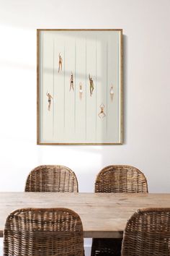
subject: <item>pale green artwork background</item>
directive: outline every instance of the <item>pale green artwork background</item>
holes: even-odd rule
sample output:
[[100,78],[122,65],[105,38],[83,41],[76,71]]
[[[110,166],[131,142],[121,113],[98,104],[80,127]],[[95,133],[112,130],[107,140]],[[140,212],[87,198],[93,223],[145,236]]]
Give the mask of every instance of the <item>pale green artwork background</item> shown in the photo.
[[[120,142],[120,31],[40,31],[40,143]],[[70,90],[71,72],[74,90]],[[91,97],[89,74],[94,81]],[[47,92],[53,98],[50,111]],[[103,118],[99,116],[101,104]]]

───

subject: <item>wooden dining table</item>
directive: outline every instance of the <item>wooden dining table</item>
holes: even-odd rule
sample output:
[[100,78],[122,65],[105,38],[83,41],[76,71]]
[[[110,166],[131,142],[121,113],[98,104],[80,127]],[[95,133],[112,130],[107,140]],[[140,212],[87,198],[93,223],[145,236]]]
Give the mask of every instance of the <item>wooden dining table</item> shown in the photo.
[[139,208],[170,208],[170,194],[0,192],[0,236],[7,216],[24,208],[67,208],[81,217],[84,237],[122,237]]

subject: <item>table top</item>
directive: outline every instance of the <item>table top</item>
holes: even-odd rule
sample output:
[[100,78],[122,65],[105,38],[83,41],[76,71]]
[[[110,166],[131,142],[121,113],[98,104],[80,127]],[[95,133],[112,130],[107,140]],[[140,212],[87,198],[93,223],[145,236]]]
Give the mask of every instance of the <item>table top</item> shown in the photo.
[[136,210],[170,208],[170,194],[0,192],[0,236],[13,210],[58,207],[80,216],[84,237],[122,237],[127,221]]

───

- _What the exercise asks_
Please count the lines in the rows above that contain the string "directive", with case counting, and give only the number.

- _Result for this exercise_
3